## Data for processing
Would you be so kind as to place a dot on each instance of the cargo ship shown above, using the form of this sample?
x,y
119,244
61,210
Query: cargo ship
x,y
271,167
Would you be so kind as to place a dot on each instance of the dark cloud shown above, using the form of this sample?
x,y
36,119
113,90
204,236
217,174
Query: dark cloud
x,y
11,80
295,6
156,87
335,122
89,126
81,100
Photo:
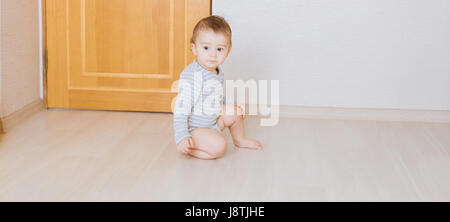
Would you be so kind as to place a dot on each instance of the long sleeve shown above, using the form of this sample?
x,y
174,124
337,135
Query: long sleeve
x,y
183,105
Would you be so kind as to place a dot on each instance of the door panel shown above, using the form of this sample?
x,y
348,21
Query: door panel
x,y
118,54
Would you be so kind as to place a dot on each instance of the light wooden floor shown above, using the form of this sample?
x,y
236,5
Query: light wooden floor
x,y
81,155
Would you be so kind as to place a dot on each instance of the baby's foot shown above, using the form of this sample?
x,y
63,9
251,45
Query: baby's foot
x,y
248,143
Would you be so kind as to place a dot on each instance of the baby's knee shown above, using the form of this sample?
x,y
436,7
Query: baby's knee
x,y
219,148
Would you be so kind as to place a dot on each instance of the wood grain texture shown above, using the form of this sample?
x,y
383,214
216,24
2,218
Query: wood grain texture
x,y
83,155
102,50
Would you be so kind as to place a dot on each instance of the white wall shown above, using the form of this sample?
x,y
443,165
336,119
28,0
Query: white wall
x,y
346,53
20,54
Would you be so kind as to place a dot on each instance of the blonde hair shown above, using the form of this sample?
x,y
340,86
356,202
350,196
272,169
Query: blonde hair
x,y
215,23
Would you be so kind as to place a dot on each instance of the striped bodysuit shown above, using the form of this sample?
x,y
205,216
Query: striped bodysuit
x,y
199,101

## Exercise requirements
Reproduce all of the records above word for word, omitting the pictures.

## Result for this exercise
Would you be so kind as to place a dot on each instance of the cargo ship shown above, using the form of this sample?
x,y
119,244
61,210
Query: cargo ship
x,y
271,167
Would you be so kind as to place a dot on each instance of the dark cloud shown above, using the form of this sample?
x,y
36,119
113,90
204,236
217,174
Query: dark cloud
x,y
11,80
295,6
156,87
335,122
89,126
81,100
Photo:
Would you be so kind as to place a dot on each instance of the long sleeve shown above, using the form of this sample?
x,y
174,124
337,135
Query: long sleeve
x,y
183,105
Would you be so kind as to place a dot on each instance of the door panel shown above, using the form of this sample?
x,y
348,21
Query: door panel
x,y
118,54
Would you be so kind as to place a dot on each instance of the light wooden floor shown above, using the form of this sample?
x,y
236,5
Query: light wooden floor
x,y
81,155
Would you be so kind as to place a dot on each instance of the baby's foot shown above, using the form of this sample?
x,y
63,9
251,45
Query: baby's foot
x,y
248,143
Would you be so kind as to place a dot on each instance of the baby's knee shown above, using the form of this sample?
x,y
436,7
Query: baby's knee
x,y
219,148
Would you be so kind as to place a dot on each instance of the wood grain texture shown above, using the form of this sample?
x,y
383,214
216,24
2,218
Query: wood grain texture
x,y
83,155
102,50
Would you be so kind as to place a dot on each instance of the white wall shown above, using the form of this sample?
x,y
443,165
336,119
28,0
Query: white wall
x,y
346,53
20,54
Would you be so kind as to place a dot on each instance of the blonde hair shown above, using the form of this sample?
x,y
340,86
356,202
350,196
272,169
Query: blonde hair
x,y
215,23
Would you be so kind as to place a dot on each instance of the striped bodysuit shown above, using the form of this sample?
x,y
205,216
Query: striped bodysuit
x,y
199,101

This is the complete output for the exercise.